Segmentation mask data
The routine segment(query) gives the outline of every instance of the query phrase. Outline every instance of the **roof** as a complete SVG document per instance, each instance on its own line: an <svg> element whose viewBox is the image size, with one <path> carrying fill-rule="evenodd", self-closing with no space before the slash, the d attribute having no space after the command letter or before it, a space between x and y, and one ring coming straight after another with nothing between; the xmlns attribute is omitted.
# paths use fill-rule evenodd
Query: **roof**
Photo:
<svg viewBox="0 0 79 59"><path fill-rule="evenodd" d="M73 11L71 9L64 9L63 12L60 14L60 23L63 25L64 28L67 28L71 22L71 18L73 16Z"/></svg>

— The task —
An acceptable answer repeats every entry exactly, with nothing omitted.

— Exercise output —
The routine segment(query) gives the outline of every instance of the query phrase. Outline every instance of the **roof** as a complete SVG document per instance, each instance on its own line: an <svg> element whose viewBox is the image size, with one <path> carrying fill-rule="evenodd", self-closing with no space before the slash, the d attribute having no space after the command letter or before it, a space between x and y, and one ring coming straight after another with nothing between; the xmlns attribute is omitted.
# paths use fill-rule evenodd
Query: **roof**
Photo:
<svg viewBox="0 0 79 59"><path fill-rule="evenodd" d="M73 11L71 9L64 9L63 12L60 14L60 23L63 25L64 28L67 28L71 22L71 18L73 16Z"/></svg>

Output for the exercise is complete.